Passage given
Phil Wicks had to grit his teeth and dig deep in the late stages of the Amsterdam marathon on Sunday to eventually edge inside the Olympic B standard in a PB of 2h15:37 and bring his London dream to life.

The 27-year-old Belgrave Harrier, in his initiation over the distance, started brightly and was on schedule for a time even under the A standard of 2h12 for much of the race.

But having missed his drinks up to the 24th kilometre counted against him and his chances as he cramped up around the 32nd and was forced to drop his pace, yet he fought bravely all the way and was able to save the day in the end.

His debut time was good enough to carry him straight up to number four in the British rankings this season but he will most likely need more to make the starting line in the Olympics in London come summer.

Scott Overall‘s naming in the top tier of UK Athletics funding yesterday effectively means that he ought to be picked for the marathon in the Olympic team when the relative selectors panel meet for the first time on December 5, therefore anyone else wishing to follow him through will have to duck inside 2h12 as well.

But a solid footing on the edge of that terriroty has been obtained and Wicks can sense that has got a fair chance of making it to the end himself, hopefully everything falling in place next time out.

What is expected
Repeat the stretch of the marathon report from "The 27-year-old Belgrave" through "of the race.", swapping "brightly" for "strongly". The entries aren't needed here.

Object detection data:
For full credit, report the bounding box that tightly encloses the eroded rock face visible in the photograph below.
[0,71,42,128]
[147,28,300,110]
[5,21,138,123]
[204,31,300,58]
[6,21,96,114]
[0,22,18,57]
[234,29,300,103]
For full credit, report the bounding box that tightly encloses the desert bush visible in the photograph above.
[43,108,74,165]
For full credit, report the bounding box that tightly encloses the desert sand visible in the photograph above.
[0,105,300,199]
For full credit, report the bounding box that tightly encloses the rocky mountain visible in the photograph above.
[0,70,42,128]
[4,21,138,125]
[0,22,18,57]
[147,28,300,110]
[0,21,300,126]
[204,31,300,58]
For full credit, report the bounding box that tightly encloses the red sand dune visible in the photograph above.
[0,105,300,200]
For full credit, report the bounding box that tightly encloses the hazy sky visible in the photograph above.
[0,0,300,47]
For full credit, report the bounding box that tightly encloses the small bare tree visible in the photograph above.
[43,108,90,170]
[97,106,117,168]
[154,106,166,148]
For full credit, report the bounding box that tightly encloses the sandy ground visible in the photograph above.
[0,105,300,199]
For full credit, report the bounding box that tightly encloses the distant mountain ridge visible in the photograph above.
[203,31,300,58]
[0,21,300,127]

Final result
The 27-year-old Belgrave Harrier, in his initiation over the distance, started strongly and was on schedule for a time even under the A standard of 2h12 for much of the race.